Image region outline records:
+---+

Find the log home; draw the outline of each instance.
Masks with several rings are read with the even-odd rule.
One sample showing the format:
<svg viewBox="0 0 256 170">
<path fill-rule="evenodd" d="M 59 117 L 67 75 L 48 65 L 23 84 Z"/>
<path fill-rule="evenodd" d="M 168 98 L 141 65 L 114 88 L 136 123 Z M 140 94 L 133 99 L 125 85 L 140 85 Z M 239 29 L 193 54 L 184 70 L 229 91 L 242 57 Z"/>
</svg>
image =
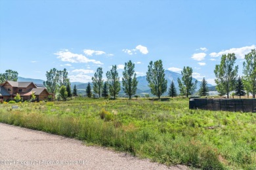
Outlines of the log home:
<svg viewBox="0 0 256 170">
<path fill-rule="evenodd" d="M 37 101 L 47 100 L 49 94 L 42 84 L 34 84 L 32 82 L 6 81 L 0 84 L 0 99 L 10 99 L 14 97 L 17 94 L 20 95 L 23 100 L 29 100 L 34 93 Z"/>
</svg>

+---+

Write out the listing above exactly as it stands, pictures excluded.

◆ Finished answer:
Find the log home; draw the outline of each instance.
Masks with several rings are read with the even-odd rule.
One sample showing the format:
<svg viewBox="0 0 256 170">
<path fill-rule="evenodd" d="M 59 117 L 67 75 L 48 65 L 23 84 Z"/>
<path fill-rule="evenodd" d="M 168 98 L 141 65 L 114 88 L 136 123 Z M 140 94 L 133 99 L 125 85 L 140 85 Z M 239 29 L 193 54 L 184 70 L 229 91 L 242 57 Z"/>
</svg>
image =
Outlines of the log home:
<svg viewBox="0 0 256 170">
<path fill-rule="evenodd" d="M 37 101 L 47 100 L 49 94 L 42 84 L 34 84 L 32 82 L 6 81 L 0 84 L 0 99 L 10 99 L 14 97 L 17 94 L 20 95 L 23 100 L 29 100 L 34 93 Z"/>
</svg>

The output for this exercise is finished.